* _Supplied passage_
All Good Things…

R and Samson, 2014

R and Samson, 2014

They say that there are two constants in this universe, and only one of them gets worse each time Congress meets.

After a good run of nineteen years, as much as we didn’t want to have to do it, it was time to say good-bye to Samson.

I wrote about Samson exactly three months ago, and… well, at the time, things seemed pretty good.  Sam was, despite having lost so much weight, still keepin’ on keepin’ on and being himself.  He couldn’t get up on the furniture without an assist anymore, but he’d follow you into any room that you chose to go into, and just wanted to be around people.

* _Extracted records_
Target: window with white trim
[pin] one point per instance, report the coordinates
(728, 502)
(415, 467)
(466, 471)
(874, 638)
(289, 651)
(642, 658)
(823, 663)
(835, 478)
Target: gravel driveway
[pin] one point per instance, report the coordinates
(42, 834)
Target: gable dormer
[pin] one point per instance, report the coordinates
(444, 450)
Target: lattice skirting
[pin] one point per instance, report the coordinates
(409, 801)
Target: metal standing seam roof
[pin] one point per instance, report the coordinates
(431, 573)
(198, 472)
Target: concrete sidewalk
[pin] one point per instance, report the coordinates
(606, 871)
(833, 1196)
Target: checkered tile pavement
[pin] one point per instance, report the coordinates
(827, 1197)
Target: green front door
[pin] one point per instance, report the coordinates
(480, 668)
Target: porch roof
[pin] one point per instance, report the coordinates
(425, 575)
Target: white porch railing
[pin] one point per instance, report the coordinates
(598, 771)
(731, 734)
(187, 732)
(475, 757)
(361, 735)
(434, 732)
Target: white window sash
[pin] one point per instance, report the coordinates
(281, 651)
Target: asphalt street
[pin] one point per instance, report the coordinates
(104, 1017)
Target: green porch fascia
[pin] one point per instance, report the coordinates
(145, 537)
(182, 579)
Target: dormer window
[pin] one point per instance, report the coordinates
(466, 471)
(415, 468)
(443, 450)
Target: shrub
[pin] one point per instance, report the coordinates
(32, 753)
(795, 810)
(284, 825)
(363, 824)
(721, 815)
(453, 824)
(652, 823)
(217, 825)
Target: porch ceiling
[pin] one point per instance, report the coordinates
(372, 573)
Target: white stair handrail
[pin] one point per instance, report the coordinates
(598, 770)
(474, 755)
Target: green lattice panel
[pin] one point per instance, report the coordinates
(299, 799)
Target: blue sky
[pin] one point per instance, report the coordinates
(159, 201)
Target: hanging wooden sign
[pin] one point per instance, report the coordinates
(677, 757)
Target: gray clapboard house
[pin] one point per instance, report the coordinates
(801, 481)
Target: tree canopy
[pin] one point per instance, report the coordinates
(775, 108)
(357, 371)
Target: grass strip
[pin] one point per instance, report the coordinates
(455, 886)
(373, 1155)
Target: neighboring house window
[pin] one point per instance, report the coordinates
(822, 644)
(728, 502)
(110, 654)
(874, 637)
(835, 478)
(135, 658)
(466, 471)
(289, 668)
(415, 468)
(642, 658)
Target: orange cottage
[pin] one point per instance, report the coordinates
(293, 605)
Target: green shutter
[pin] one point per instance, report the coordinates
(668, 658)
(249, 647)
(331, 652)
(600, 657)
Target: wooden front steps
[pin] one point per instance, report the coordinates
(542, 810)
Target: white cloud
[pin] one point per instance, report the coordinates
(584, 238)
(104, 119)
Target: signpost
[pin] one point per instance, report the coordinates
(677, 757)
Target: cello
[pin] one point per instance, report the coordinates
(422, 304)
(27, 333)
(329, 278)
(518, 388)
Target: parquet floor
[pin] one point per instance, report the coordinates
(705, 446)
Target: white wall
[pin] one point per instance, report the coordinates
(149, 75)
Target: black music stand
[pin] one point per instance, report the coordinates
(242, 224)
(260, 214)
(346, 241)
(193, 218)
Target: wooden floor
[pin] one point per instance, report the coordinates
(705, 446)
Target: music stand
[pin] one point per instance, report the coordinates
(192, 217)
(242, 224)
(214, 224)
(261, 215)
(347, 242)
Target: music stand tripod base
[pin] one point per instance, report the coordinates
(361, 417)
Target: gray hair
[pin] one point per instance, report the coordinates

* _Tasks to carry out_
• A. Answer these from the post about saying good-bye to Samson:
(i) How many years did Samson's good run last?
(ii) How long before this post had the writer last written about Samson?
(iii) What could Samson no longer do without an assist?
• B. In the post about Samson, write out the part starting with "All Good Things…" and going on through "be around people.", swapping "Samson" for "Rufus" each time it appears.

* _Responses to the tasks_
• A.
(i) Nineteen years.
(ii) Exactly three months.
(iii) Get up on the furniture.

• B.
All Good Things…

R and Rufus, 2014

R and Rufus, 2014

They say that there are two constants in this universe, and only one of them gets worse each time Congress meets.

After a good run of nineteen years, as much as we didn’t want to have to do it, it was time to say good-bye to Rufus.

I wrote about Rufus exactly three months ago, and… well, at the time, things seemed pretty good.  Sam was, despite having lost so much weight, still keepin’ on keepin’ on and being himself.  He couldn’t get up on the furniture without an assist anymore, but he’d follow you into any room that you chose to go into, and just wanted to be around people.